*Tâche A*:
Recopiez, s'il vous plaît, le passage de la chronique sur le cygne noir qui va de "Quel animal a" jusqu'à "celle de 2008." inclus.
*Tâche B*:
Relevez tous les animaux nommés dans la chronique sur le cygne noir.
*Tâche C*:
Reprenez la chronique sur le cygne noir à l'endroit où elle s'arrête et poursuivez-la.

Le cygne noir: la puissance de l’imprévisible

Un livre à lire (il existe en poche)

Une rubrique du journal Le Monde

Le retour du cygne noir

Par Philippe Escande

Quel animal a transmis ce mauvais virus aux humains ? Les épidémiologistes pointent du doigt la chauve-souris ou le pangolin, voire une combinaison des deux. L’économie aussi a son bestiaire maudit. Le spécimen le plus célèbre depuis le début du XXIe siècle est sans conteste le cygne noir. Théorisé par Nassim Nicholas Taleb, tradeur reconverti dans la philosophie, il désigne un événement rare, donc non modélisé, mais aux conséquences extrêmes. Le coronavirus est le cygne noir de 2020, celui qui pourrait bien précipiter le monde dans la crise économique la plus grave depuis celle de 2008.

Bien sûr, les épidémies ne sont pas rares : il s’en produit régulièrement, de plus ou moins sévères. Mais une pandémie de cette échelle, affectant en premier lieu la première puissance exportatrice du monde et se répandant ensuite prioritairement dans les pays développés, on n’en avait pas connu depuis la grippe espagnole de 1918. De plus, elle survient dans un contexte inflammable préparé depuis près de quatre ans par la guerre commerciale entre la Chine et les Etats-Unis et la montée des populismes sur fond d’évolution démographique et de révolution technologique. A cela s’ajoute une situation macroéconomique unique, où l’inflation a disparu et l’argent ne coûte plus rien.

*Enregistrements*:
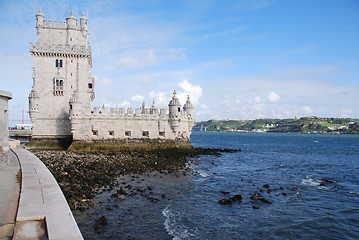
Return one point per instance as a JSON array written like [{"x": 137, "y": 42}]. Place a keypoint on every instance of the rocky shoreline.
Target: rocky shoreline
[{"x": 82, "y": 175}]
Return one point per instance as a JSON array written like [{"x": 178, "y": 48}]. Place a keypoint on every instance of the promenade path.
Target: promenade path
[{"x": 41, "y": 210}]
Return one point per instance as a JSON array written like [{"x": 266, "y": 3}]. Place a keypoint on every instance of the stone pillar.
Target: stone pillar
[{"x": 4, "y": 120}]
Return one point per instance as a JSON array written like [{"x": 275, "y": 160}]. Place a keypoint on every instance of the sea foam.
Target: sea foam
[{"x": 174, "y": 227}]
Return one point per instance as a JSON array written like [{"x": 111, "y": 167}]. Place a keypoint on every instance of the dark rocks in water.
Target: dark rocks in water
[
  {"x": 265, "y": 200},
  {"x": 255, "y": 197},
  {"x": 121, "y": 192},
  {"x": 100, "y": 223},
  {"x": 237, "y": 198},
  {"x": 83, "y": 174},
  {"x": 231, "y": 200},
  {"x": 266, "y": 185},
  {"x": 225, "y": 201},
  {"x": 325, "y": 181}
]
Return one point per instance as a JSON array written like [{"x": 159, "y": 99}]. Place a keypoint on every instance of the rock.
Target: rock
[
  {"x": 100, "y": 223},
  {"x": 265, "y": 200},
  {"x": 121, "y": 197},
  {"x": 225, "y": 201},
  {"x": 121, "y": 192},
  {"x": 237, "y": 198},
  {"x": 255, "y": 196}
]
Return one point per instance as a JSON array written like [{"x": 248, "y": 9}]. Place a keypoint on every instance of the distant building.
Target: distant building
[
  {"x": 4, "y": 120},
  {"x": 63, "y": 90}
]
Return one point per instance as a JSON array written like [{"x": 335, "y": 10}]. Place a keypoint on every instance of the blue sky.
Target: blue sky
[{"x": 239, "y": 59}]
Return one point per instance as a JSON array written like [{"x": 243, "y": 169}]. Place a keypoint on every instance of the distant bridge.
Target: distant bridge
[{"x": 22, "y": 135}]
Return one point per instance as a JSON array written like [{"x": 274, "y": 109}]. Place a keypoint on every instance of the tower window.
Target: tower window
[
  {"x": 145, "y": 133},
  {"x": 58, "y": 63},
  {"x": 58, "y": 87}
]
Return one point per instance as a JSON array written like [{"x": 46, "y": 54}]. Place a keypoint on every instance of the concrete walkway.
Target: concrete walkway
[
  {"x": 10, "y": 175},
  {"x": 42, "y": 212}
]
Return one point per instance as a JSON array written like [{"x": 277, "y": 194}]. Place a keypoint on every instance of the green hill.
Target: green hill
[{"x": 302, "y": 125}]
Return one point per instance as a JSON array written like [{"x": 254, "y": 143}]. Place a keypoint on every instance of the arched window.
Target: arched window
[
  {"x": 58, "y": 63},
  {"x": 58, "y": 87}
]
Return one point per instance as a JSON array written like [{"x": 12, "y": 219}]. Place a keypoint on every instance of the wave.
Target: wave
[
  {"x": 319, "y": 183},
  {"x": 311, "y": 182},
  {"x": 173, "y": 227}
]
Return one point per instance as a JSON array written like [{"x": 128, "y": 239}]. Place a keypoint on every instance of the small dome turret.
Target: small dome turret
[
  {"x": 71, "y": 21},
  {"x": 174, "y": 106},
  {"x": 188, "y": 104},
  {"x": 174, "y": 101},
  {"x": 83, "y": 22},
  {"x": 153, "y": 109},
  {"x": 188, "y": 109}
]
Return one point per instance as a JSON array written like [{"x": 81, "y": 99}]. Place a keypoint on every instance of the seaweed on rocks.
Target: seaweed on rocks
[{"x": 81, "y": 175}]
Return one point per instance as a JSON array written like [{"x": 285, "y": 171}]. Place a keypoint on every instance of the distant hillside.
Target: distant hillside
[{"x": 301, "y": 125}]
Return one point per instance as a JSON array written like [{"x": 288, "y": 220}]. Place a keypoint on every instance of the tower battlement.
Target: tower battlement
[{"x": 63, "y": 91}]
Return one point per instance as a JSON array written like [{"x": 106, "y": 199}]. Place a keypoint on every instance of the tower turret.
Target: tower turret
[
  {"x": 174, "y": 106},
  {"x": 40, "y": 18},
  {"x": 75, "y": 106},
  {"x": 83, "y": 22},
  {"x": 174, "y": 113},
  {"x": 188, "y": 109}
]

*Réponse A*:
Quel animal a transmis ce mauvais virus aux humains ? Les épidémiologistes pointent du doigt la chauve-souris ou le pangolin, voire une combinaison des deux. L’économie aussi a son bestiaire maudit. Le spécimen le plus célèbre depuis le début du XXIe siècle est sans conteste le cygne noir. Théorisé par Nassim Nicholas Taleb, tradeur reconverti dans la philosophie, il désigne un événement rare, donc non modélisé, mais aux conséquences extrêmes. Le coronavirus est le cygne noir de 2020, celui qui pourrait bien précipiter le monde dans la crise économique la plus grave depuis celle de 2008.

*Réponse B*:
- la chauve-souris
- le pangolin
- le cygne noir

*Réponse C*:
La séquence actuelle est celle d’une tempête parfaite où tous les signaux négatifs s’alignent subitement. D’abord, le développement exponentiel de la contamination en Chine provoque l’arrêt de la machine industrielle et la désorganisation des chaînes d’approvisionnement mondiales. Les marchés s’inquiètent. Face à l’ampleur du phénomène, qui s’étend à l’Europe, puis aux Etats-Unis, la Réserve fédérale américaine (Fed) décide de baisser brutalement son taux directeur de 0,5 point de pourcentage. Habituellement, les investisseurs adorent ce genre de mesure qui favorise la Bourse. Cette fois, au contraire, ils se sont alarmés de l’empressement de la Banque centrale. Conséquence : les taux des bons du Trésor américains sont tous passés sous les 1 %. Dernier clou dans le cercueil de l’une des plus longues croissances mondiales de l’histoire, l’Arabie saoudite déclenche la guerre des prix du pétrole, provoquant la plus forte chute des cours depuis la guerre du Golfe.

Frugalité et flexibilité

Par la grâce d’un cygne noir déguisé en coronavirus, nous voilà revenus en 2009, quand on s’interrogeait sur la manière dont l’économie pourrait repartir. Reprise en U, en L ou en W, tout l’alphabet des conjoncturistes est convoqué pour imaginer la sortie des difficultés. Signe (ou cygne ?) qui ne trompe pas, le fonds 36 South Capital Advisors, spécialisé pour parier sur ce genre de catastrophe, reconnaît avoir réalisé, en février 2020, sa meilleure performance depuis 2008.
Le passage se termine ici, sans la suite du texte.